§ **Requests**
**1)** According to the column on online advertising, why is online advertising now bigger than press classified advertising?
**2)** Answer these questions using the column on online advertising.
(a) On how many broadband customer accounts did BT carry out its secret trials?
(b) How much faster has online advertising grown than the ad sector as a whole?
(c) What does the column call the next leap forward for web advertising?

§ **Article**
They Know Where You Browse, but Is Online Spying the Way Forward?
Beale, Claire, The Independent (London, England)
While most media are crouching, buttocks clenched, praying that recession won't bite, all things digital are roaring ahead.
There are new stats to prove it. Online advertising is now the third-largest advertising medium in the country, topping 2.8bn. That's bigger than press classified advertising - in part because it's eaten into press classified advertising. It's also bigger than regional newspapers. In fact, online advertising has grown nine times faster than the ad sector as a whole. It's all terribly impressive.
Still, ask yourself this question: what's your favourite internet ad? Which banner or skyscraper is so enticing, looks such fun, that it stops you in your searching tracks, compels you to put aside your eBay compulsion or halt your holiday hunt in order to purr over a new microsite trying to sell you a car or a mobile phone?
I can't think of one myself. Or at least I can't think of one that I've ever actually seen as I've been pootling around the web. I've seen some great internet ads on press releases and on awards entries, but I've never naturally stumbled across one. I must be using all the wrong websites.
Anyway, imagine if the only ads you saw on the web were for things you were actually interested in. It's coming; behavioural targeting is the next leap forward for web advertising, and it is already proving controversial.
You may have read BT's recent confession that it carried out secret trials on 18,000 broadband customer accounts to examine web traffic and then to serve targeted ads on a number of websites.
Now, leaving aside for the moment questions of legality (according to the Regulation of Investigatory Powers Act, it's an offence to intercept web traffic without warrant or consent), the consensus is that this type of carefully targeted advertising will transform the internet's role as a commercial tool.

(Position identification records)

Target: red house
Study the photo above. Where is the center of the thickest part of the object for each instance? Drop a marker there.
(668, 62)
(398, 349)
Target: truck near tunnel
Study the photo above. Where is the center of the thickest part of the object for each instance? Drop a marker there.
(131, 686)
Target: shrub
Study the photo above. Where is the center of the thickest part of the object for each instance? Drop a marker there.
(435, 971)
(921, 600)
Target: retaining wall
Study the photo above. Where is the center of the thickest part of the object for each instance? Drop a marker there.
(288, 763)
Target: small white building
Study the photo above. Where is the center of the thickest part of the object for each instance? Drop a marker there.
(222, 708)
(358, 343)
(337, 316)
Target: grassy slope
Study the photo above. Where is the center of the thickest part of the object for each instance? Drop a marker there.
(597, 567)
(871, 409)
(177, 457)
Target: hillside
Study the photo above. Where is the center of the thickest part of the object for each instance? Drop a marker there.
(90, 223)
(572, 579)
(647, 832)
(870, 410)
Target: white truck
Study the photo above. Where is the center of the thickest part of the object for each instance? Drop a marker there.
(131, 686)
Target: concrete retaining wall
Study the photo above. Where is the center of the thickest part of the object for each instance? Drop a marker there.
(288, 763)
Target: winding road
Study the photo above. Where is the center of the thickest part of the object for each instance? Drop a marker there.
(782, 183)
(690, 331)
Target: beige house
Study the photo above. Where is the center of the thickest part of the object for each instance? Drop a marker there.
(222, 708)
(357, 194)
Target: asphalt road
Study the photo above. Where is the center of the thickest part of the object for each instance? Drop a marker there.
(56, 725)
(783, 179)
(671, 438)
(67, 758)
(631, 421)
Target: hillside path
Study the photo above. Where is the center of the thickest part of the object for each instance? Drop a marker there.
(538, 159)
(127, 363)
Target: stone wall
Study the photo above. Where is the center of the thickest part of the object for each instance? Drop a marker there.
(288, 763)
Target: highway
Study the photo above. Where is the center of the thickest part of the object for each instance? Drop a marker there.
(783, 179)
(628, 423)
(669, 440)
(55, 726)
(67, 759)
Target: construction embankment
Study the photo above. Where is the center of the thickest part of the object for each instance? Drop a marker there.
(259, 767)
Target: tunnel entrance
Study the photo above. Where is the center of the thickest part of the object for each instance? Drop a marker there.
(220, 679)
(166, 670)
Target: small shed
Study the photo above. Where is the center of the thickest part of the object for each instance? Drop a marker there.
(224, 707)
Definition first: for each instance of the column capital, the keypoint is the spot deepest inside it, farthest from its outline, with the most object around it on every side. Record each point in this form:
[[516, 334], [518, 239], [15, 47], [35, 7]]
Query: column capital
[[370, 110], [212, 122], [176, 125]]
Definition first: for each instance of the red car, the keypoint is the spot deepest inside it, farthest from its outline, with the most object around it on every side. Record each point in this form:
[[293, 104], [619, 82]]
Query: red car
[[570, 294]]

§ **Answers for the tasks**
**1)** Online advertising is bigger partly because it has taken business away from press classified advertising. The column says it has "eaten into" that market.

**2)**
(a) 18,000
(b) Nine times faster
(c) Behavioral targeting